One of my TikTok followers, Patrick, sent me an unexpected direct message on Tuesday — and it stuck with me:

“I’d love your thoughts on how well our representatives are actually representing the views of their constituencies.”

Patrick

Representative democracy is meant to ensure that elected officials translate the will of the people into law — not the will of their donors, party leaders or personal ideology. It’s what we were promised as children. But now that we’re adults, how relevant are We, the People, in today’s politics?

The thought reminded me of a recent MSNBC segment featuring Senior Political Analyst Matt Dowd on the importance of town halls.

Last March, the NRCC chair privately advised his Republican colleagues to halt town halls, arguing that they “play into” the antics of alleged “professional protesters.” As a result, lawmakers have largely avoided face-time with their voters — and it’s become increasingly clear that they’re misunderstanding what policies are popular and which are incredibly unpopular.

Without these in-person check-ins, the voices filling the void aren’t always voters’ — they’re the donors, lobbyists and Super PAC’s whose access to lawmakers is unlimited. It was these networks, from the anti-abortion legal machine behind the Dobbs decision to the corporate lobbyists shaping Trump’s “Big Beautiful Bill” (to name a few of the most controversial policies in recent years) that provide far more persuasive to lawmakers than the people actually living in their districts.

To Dowd’s point, town halls can tell you a lot of critical things about a region’s political climate. But in today’s day-in-age, liberals share articles on Bluesky, conservatives own the libs on X and the most loyal Trump-supporters flatter him on Truth Social. And if users can’t fathom a legitimate disagreement to their point, just think about their representatives. Living in their own ecosystem, they might log online and unknowingly dive into a sea of affirmation, or — depending on the day — hate.

On Wednesday, Nebraska state senator Mike Flood — in a moment of either courage or delusion — faced his constituents, which wasn’t pretty. Perched among a sea of 700 of his home-town electorate, he was relentlessly criticized over his support for Trump’s megabill.

60 percent of Nebraska voters cast their ballot for Trump last November, and before the Senate passed his spending bill in May, a whopping 50 percent of Americans opposed it with only 29 percent of the country’s support. Still, it passed — and millions of Americans have been bracing for impact since.

“Progressive policies — by and large — are very popular in this country. Exceedingly popular,” Dowd said. “But you have a segment of the Democratic party that keeps trying to convince progressives that we’re losing elections because their policies need to be more moderated. Nothing could be further from the truth.”

Take New York’s Democratic mayoral candidate, Zohran Mamdani, for instance. Trump called him a “100% communist” (an old-timey nod to the Red Scare) and Democrats worry his overt-progressivism will walk him right into political purgatory — but the latest polls show that his favoritism far surpasses all of his opponents.

“So progressive policy is not the problem,” Dowd said. “It’s the communications to people’s hearts and guts that’s the problem”

Politicians push policies despite widespread public opposition, and voluntarily weaken the impact of legislation in fear of it’s failure. The next political awakening in the United States might just be realizing that its politics have been pulled disproportionately right — landing far more conservative than where constituents are actually standing on the political spectrum.

» STORED DATA

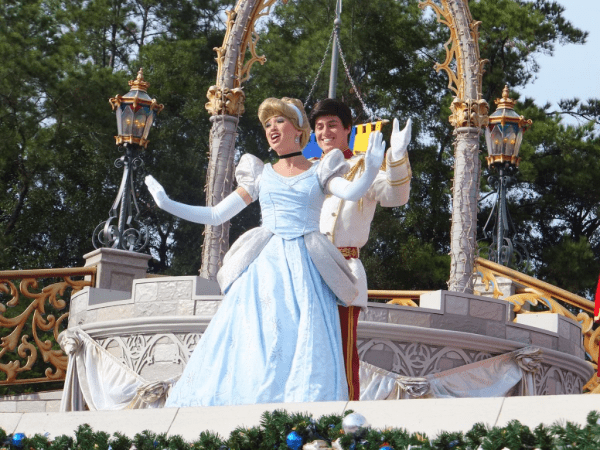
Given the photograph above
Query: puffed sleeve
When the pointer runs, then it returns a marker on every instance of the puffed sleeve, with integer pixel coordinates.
(248, 173)
(333, 164)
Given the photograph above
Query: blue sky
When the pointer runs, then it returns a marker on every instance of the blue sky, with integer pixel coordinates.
(573, 70)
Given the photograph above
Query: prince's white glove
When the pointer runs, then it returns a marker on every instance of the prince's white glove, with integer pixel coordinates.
(207, 215)
(374, 157)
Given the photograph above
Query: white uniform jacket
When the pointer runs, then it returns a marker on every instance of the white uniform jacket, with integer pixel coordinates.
(347, 224)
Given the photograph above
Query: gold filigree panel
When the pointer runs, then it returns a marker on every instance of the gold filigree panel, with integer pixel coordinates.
(30, 326)
(466, 112)
(550, 298)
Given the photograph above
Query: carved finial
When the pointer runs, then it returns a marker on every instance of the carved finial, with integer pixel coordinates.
(139, 82)
(505, 101)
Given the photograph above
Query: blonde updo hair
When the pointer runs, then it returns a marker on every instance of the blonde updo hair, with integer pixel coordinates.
(272, 107)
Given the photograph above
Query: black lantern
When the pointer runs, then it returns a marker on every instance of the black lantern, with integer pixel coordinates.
(504, 135)
(135, 113)
(505, 132)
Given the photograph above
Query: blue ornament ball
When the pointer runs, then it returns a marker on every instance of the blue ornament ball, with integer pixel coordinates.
(18, 439)
(294, 441)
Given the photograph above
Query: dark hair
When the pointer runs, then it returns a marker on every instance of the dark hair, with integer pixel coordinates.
(331, 107)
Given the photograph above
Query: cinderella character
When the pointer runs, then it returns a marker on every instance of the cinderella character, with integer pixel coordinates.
(276, 336)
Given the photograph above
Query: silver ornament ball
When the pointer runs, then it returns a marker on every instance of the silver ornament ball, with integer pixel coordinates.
(355, 424)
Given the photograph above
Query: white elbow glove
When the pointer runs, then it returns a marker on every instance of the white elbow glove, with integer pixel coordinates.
(353, 191)
(207, 215)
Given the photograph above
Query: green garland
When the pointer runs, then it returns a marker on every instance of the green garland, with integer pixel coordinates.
(275, 426)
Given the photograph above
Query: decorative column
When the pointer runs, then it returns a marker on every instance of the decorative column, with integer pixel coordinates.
(463, 232)
(226, 104)
(469, 114)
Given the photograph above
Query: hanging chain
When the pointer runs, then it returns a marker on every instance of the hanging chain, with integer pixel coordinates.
(365, 109)
(312, 90)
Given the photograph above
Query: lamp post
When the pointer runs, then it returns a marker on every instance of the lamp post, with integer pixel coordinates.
(503, 136)
(135, 113)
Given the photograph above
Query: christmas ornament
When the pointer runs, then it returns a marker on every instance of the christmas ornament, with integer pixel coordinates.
(294, 441)
(355, 424)
(319, 444)
(18, 439)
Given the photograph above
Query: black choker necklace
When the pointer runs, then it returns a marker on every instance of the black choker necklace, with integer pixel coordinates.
(290, 155)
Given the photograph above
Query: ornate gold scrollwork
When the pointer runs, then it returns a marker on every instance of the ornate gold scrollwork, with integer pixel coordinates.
(472, 113)
(536, 292)
(225, 101)
(469, 112)
(34, 316)
(231, 100)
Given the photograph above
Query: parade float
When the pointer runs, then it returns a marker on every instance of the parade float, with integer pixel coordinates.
(491, 341)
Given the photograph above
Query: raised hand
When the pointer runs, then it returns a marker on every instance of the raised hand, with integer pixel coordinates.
(400, 139)
(157, 191)
(375, 151)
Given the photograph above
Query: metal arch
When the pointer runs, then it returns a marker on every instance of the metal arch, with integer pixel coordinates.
(469, 114)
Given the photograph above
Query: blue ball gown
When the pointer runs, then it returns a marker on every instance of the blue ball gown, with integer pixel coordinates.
(276, 336)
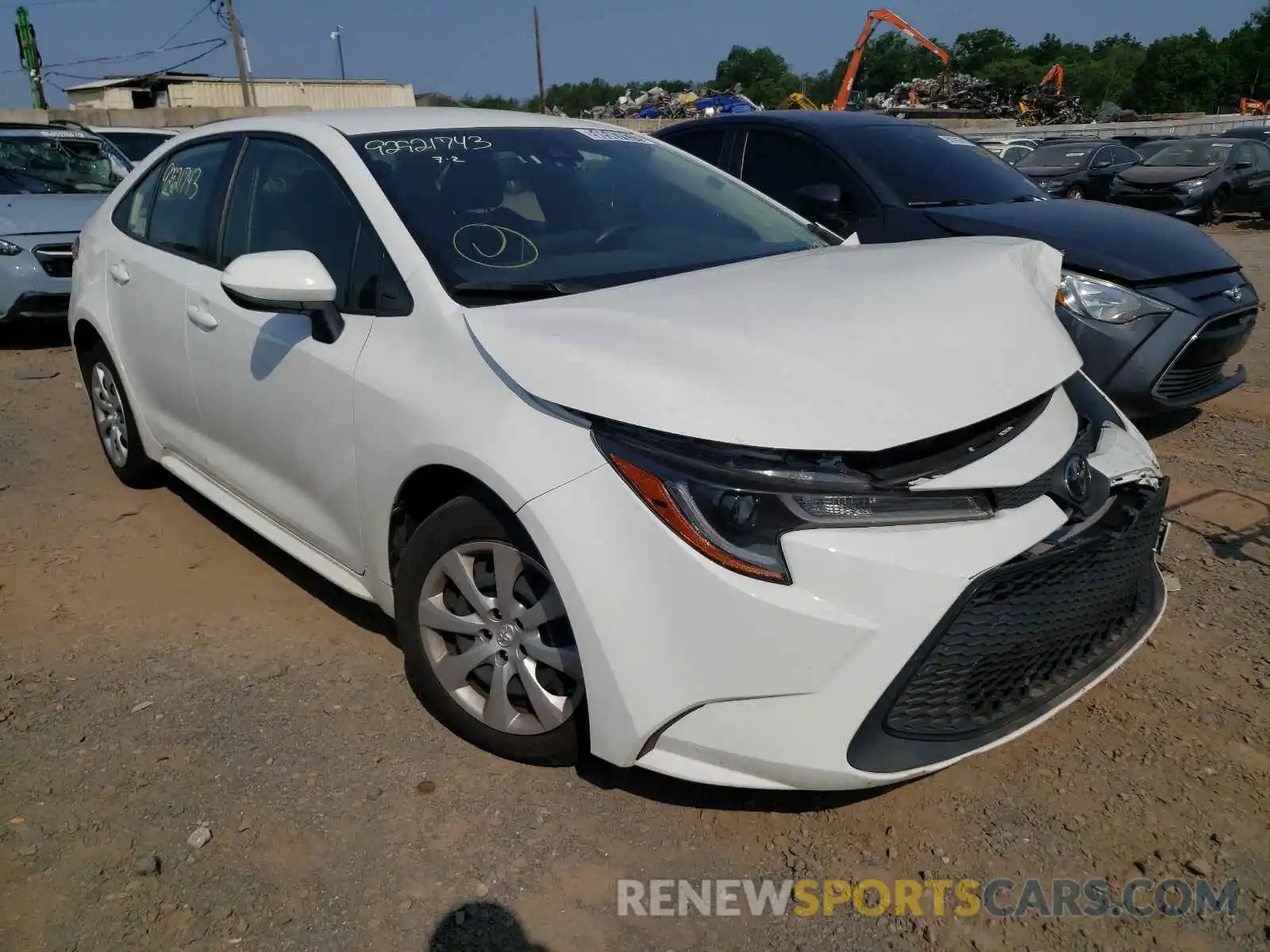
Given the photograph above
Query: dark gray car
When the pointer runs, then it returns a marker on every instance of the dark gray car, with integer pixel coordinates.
(1155, 306)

» EXPLORE THE MATERIAL
• a. In the town hall piece, why have lawmakers come to misjudge which policies are popular and which are not?
• b. According to the town hall piece, how many of Mike Flood's home-town voters were at the Wednesday event where he was criticized?

» OUTPUTS IN ORDER
• a. Last March the NRCC chair privately told Republican colleagues to stop holding town halls, saying they "play into" alleged "professional protesters." So lawmakers have mostly avoided meeting their voters in person. Without those check-ins, the voices reaching them come mainly from donors, lobbyists and Super PACs rather than voters.

• b. 700.